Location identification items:
- - - -
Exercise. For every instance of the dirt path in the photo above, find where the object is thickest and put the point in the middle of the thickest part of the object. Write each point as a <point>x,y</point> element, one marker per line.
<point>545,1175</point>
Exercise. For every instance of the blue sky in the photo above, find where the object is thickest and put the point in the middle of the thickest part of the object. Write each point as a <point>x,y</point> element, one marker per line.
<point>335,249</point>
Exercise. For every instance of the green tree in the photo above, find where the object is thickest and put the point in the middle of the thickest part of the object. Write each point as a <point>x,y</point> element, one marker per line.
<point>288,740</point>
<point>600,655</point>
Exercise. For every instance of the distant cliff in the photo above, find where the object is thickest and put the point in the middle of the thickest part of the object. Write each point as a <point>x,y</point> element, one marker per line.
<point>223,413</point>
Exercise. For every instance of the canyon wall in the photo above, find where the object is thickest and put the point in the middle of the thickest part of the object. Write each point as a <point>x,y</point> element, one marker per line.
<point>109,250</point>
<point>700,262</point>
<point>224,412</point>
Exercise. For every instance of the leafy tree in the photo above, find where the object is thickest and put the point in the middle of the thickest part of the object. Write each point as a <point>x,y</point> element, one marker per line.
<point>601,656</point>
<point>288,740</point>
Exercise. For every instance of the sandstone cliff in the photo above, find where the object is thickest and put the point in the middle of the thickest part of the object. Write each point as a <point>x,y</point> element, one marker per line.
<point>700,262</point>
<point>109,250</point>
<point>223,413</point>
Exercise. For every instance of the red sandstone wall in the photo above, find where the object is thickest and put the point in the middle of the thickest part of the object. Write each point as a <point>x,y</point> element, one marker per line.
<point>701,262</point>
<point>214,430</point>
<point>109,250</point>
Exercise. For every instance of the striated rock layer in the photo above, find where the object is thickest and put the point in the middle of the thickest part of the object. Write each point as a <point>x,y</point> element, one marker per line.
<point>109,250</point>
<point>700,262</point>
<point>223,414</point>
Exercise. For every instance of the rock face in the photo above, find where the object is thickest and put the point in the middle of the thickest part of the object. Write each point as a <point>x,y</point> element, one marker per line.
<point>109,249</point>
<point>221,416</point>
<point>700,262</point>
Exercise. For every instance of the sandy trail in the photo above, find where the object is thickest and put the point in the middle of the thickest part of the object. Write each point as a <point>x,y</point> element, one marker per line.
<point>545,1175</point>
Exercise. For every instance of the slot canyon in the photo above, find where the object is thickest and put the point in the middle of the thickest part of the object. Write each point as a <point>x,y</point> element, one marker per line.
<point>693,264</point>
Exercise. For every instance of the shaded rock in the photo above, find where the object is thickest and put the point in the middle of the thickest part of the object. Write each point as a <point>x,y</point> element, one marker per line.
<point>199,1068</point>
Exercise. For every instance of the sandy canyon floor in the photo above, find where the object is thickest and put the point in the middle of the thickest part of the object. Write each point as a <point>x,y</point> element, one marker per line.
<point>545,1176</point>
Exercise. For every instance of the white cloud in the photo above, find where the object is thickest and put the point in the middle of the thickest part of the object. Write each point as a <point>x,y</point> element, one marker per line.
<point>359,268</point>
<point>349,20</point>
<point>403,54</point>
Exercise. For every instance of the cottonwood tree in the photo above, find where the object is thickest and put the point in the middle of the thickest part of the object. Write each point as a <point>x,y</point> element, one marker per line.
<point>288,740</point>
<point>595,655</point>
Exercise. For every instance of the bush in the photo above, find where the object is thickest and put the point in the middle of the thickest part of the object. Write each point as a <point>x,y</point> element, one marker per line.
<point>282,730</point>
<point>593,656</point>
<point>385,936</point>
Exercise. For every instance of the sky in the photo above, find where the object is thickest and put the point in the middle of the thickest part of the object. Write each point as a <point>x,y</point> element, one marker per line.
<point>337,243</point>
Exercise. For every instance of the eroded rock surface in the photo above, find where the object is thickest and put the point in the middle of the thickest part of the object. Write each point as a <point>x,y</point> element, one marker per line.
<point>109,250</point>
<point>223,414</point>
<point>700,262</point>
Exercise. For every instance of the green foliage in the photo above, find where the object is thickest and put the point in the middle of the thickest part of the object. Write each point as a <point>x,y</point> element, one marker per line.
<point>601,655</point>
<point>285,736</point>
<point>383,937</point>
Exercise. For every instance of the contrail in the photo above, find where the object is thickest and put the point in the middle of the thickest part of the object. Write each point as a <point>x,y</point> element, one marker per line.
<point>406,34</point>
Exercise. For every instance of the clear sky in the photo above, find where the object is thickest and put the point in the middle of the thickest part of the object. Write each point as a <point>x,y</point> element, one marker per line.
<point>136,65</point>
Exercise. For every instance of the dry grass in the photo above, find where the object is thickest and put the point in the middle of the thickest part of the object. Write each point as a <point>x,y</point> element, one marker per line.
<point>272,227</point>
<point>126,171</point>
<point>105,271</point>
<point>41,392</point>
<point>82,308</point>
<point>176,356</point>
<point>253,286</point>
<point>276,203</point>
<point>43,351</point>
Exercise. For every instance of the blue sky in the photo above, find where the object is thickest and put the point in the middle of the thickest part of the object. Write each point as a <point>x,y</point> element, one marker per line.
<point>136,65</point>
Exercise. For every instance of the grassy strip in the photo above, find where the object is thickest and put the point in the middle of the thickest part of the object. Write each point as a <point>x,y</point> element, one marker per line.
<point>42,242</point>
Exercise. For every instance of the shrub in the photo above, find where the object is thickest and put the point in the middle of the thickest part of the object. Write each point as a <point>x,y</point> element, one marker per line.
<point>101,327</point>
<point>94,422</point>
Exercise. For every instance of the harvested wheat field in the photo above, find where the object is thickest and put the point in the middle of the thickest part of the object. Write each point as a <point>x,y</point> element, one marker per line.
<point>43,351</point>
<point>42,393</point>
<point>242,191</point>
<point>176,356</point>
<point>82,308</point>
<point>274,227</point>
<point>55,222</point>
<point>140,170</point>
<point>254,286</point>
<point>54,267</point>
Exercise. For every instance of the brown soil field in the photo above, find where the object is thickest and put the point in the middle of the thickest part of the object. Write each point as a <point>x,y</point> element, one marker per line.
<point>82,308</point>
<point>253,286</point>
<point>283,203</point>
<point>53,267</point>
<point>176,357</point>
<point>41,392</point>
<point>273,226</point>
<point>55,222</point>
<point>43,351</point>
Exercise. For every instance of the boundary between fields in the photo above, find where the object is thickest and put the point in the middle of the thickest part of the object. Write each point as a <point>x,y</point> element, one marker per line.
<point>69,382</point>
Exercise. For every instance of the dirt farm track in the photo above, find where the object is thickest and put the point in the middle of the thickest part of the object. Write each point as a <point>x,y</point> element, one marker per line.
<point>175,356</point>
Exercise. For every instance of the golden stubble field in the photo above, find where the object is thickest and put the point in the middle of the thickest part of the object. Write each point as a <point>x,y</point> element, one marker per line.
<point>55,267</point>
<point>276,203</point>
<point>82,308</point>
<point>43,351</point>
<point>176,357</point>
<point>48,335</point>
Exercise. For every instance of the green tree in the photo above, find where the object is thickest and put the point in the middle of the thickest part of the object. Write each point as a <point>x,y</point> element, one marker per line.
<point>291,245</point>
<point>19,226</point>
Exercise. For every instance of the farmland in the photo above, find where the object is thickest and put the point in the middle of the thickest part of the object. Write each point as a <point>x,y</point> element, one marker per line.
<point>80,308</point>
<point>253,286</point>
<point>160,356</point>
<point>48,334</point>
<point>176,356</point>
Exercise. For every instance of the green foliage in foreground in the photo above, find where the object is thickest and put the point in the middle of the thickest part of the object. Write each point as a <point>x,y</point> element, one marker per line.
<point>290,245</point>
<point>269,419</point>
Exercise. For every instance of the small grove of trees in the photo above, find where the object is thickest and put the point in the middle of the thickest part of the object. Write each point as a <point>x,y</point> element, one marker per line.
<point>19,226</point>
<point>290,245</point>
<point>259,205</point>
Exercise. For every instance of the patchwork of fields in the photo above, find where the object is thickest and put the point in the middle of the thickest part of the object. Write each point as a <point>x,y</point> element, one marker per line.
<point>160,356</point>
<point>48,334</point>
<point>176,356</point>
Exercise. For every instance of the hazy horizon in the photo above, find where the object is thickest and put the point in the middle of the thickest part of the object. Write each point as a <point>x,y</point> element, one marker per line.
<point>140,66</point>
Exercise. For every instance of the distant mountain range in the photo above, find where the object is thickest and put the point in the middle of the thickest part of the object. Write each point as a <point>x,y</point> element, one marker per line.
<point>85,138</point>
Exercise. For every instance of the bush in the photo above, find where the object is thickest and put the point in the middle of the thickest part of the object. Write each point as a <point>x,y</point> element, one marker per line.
- - - -
Aim of the task ::
Transcribe the lines of the records above without any change, beginning at the line that contains "Exercise. For every instance of the harvested" and stopping after the line that contains "<point>175,356</point>".

Solution to this task ::
Exercise. For every instance of the harvested wheat field in the photo above, find where the object is thickest and put the point in the middle of the thickest part of the object. Write each point as a <point>x,y</point> element, one marker per line.
<point>43,351</point>
<point>42,393</point>
<point>242,191</point>
<point>176,356</point>
<point>82,308</point>
<point>274,227</point>
<point>55,222</point>
<point>140,170</point>
<point>254,286</point>
<point>54,267</point>
Exercise. For every instance of the brown soil field in the photo above, find where the object is thickest and put the point in the middle of the thickest part of the object. Write each point as a <point>x,y</point> element, one marker per line.
<point>82,308</point>
<point>253,286</point>
<point>283,203</point>
<point>53,267</point>
<point>176,357</point>
<point>41,392</point>
<point>273,226</point>
<point>55,222</point>
<point>43,351</point>
Exercise. For every instance of the boundary between fields in the photo above, find where the object is thickest and put the point in the middle of the thickest part of the object. Write each point as a <point>x,y</point> element, one marker per line.
<point>69,382</point>
Exercise. For every instance of the dirt farm track in the photo above, find where the object is thickest and put the point in the middle of the thickest part of the object. Write each point as a <point>x,y</point> element, one marker per line.
<point>175,356</point>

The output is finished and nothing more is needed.